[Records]
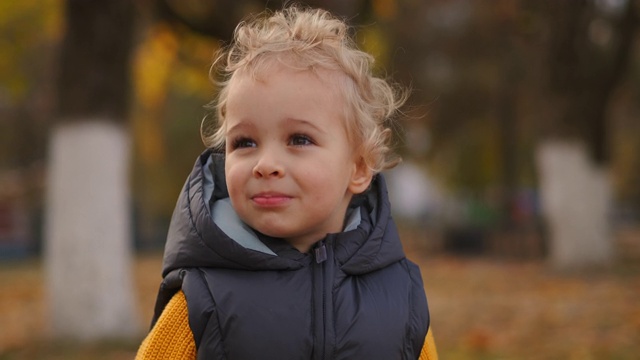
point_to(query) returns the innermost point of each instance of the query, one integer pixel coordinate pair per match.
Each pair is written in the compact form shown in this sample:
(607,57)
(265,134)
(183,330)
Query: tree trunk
(87,234)
(88,252)
(576,197)
(574,182)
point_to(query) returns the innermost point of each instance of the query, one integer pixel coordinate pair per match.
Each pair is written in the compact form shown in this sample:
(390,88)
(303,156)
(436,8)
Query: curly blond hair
(312,39)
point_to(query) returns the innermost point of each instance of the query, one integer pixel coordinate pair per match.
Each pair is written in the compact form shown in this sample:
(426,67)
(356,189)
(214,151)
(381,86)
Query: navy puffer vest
(355,296)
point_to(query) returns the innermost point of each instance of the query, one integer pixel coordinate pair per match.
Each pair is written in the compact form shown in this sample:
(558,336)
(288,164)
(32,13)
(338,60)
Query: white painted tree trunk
(576,200)
(88,259)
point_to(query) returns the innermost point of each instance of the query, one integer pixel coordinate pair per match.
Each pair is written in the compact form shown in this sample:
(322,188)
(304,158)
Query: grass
(481,308)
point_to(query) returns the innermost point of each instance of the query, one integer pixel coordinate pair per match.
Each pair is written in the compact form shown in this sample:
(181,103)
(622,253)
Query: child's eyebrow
(302,122)
(240,126)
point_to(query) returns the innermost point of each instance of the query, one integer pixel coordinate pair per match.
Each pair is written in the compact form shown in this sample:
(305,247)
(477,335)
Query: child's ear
(360,178)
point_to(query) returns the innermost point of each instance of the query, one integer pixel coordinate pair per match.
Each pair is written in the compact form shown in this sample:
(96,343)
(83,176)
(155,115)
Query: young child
(282,245)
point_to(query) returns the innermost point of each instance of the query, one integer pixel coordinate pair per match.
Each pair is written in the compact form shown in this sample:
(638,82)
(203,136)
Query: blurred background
(519,193)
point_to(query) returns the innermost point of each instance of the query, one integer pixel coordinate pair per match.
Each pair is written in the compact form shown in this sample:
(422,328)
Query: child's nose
(268,166)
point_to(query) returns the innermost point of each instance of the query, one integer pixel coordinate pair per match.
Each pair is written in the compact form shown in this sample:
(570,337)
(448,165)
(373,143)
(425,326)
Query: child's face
(290,169)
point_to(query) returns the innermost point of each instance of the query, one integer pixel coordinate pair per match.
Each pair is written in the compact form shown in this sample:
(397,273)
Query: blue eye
(300,140)
(243,142)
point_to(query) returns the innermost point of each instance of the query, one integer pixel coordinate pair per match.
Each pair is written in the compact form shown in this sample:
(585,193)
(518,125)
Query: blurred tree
(87,249)
(589,45)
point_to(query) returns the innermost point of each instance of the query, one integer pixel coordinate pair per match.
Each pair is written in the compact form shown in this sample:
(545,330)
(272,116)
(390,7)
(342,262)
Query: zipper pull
(321,253)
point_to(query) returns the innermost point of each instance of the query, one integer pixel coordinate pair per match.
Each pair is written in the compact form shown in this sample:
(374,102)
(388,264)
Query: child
(282,245)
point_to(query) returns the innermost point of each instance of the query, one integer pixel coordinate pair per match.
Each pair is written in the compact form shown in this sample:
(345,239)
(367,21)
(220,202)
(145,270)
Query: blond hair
(311,39)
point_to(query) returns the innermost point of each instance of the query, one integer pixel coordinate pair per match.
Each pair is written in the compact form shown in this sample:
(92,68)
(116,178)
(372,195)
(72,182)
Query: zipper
(320,292)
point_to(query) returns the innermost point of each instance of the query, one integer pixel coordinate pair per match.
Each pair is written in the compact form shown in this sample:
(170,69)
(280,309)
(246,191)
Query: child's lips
(270,199)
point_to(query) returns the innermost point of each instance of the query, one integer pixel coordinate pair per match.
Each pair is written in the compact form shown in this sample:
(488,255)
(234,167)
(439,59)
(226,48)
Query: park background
(519,194)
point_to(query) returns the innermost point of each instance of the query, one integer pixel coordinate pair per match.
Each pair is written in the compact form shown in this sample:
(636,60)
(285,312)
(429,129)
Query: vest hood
(205,231)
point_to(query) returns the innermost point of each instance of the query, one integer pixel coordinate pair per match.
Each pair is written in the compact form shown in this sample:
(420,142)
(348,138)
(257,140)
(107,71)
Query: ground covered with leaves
(481,307)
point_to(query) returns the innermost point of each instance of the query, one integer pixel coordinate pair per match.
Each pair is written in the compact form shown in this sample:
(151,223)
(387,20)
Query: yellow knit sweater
(171,337)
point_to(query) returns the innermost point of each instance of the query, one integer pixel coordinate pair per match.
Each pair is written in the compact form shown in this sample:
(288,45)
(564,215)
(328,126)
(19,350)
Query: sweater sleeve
(429,348)
(171,336)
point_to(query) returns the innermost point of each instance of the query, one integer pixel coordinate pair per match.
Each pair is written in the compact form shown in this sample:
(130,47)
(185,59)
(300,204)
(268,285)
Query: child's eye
(300,140)
(243,142)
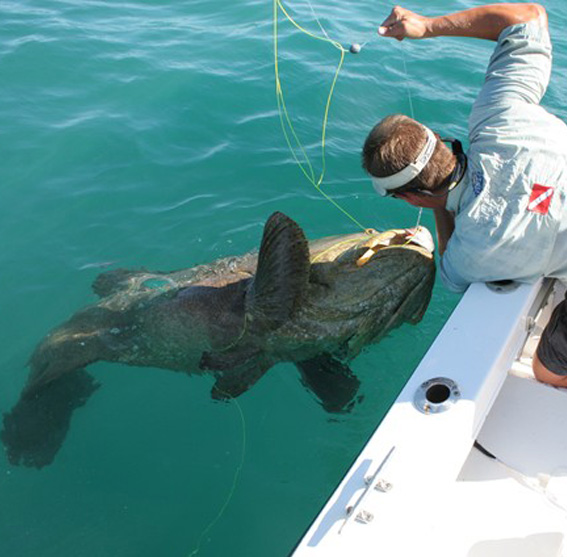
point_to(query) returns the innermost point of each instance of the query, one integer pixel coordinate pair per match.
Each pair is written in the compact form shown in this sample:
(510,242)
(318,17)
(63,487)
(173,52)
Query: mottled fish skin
(307,303)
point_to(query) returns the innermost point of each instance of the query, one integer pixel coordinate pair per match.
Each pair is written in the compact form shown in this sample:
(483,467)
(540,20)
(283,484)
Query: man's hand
(402,24)
(484,22)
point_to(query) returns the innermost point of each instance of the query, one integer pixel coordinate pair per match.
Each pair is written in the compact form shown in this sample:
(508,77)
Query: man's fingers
(394,16)
(395,30)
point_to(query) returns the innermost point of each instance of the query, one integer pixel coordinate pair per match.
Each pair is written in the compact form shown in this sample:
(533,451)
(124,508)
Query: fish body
(316,304)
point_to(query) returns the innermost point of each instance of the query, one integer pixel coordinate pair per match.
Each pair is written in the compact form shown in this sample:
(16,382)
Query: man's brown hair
(394,143)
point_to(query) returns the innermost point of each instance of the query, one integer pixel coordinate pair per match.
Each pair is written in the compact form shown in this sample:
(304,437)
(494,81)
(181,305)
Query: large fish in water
(314,304)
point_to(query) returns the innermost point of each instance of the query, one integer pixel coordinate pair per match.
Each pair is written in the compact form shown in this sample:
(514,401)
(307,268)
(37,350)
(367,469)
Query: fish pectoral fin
(233,383)
(236,370)
(332,382)
(34,430)
(282,274)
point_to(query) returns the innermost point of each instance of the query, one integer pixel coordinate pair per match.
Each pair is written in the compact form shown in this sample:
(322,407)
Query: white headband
(387,183)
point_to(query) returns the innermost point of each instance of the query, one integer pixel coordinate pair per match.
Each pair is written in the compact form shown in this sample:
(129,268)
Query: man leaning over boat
(501,209)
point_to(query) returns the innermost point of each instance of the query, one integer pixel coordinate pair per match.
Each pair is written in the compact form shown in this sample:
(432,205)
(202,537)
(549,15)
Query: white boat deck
(422,487)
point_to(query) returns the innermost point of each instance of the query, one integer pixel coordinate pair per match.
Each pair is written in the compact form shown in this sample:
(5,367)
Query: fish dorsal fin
(282,273)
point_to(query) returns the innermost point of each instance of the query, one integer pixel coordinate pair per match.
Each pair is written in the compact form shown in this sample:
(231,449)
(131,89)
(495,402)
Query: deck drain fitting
(436,395)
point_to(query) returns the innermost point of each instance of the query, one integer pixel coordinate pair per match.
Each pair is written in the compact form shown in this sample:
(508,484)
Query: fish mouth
(417,239)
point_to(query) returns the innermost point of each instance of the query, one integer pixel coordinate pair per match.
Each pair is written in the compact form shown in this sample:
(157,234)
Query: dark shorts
(552,348)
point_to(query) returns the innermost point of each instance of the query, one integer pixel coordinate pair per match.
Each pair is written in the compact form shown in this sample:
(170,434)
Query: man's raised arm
(484,22)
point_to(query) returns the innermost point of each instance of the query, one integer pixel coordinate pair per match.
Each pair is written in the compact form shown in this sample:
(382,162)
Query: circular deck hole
(438,393)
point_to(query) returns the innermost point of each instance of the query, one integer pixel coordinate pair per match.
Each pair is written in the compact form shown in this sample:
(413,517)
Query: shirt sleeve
(520,66)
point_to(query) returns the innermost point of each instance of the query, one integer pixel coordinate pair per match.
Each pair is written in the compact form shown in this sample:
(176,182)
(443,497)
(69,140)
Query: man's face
(421,200)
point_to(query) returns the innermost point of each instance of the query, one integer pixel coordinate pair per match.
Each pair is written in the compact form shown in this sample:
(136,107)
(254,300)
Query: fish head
(374,280)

### What to work on
Collect every line of the items above that contains the word "background", with case counting.

### Reply
Query: blurred background
Query: park background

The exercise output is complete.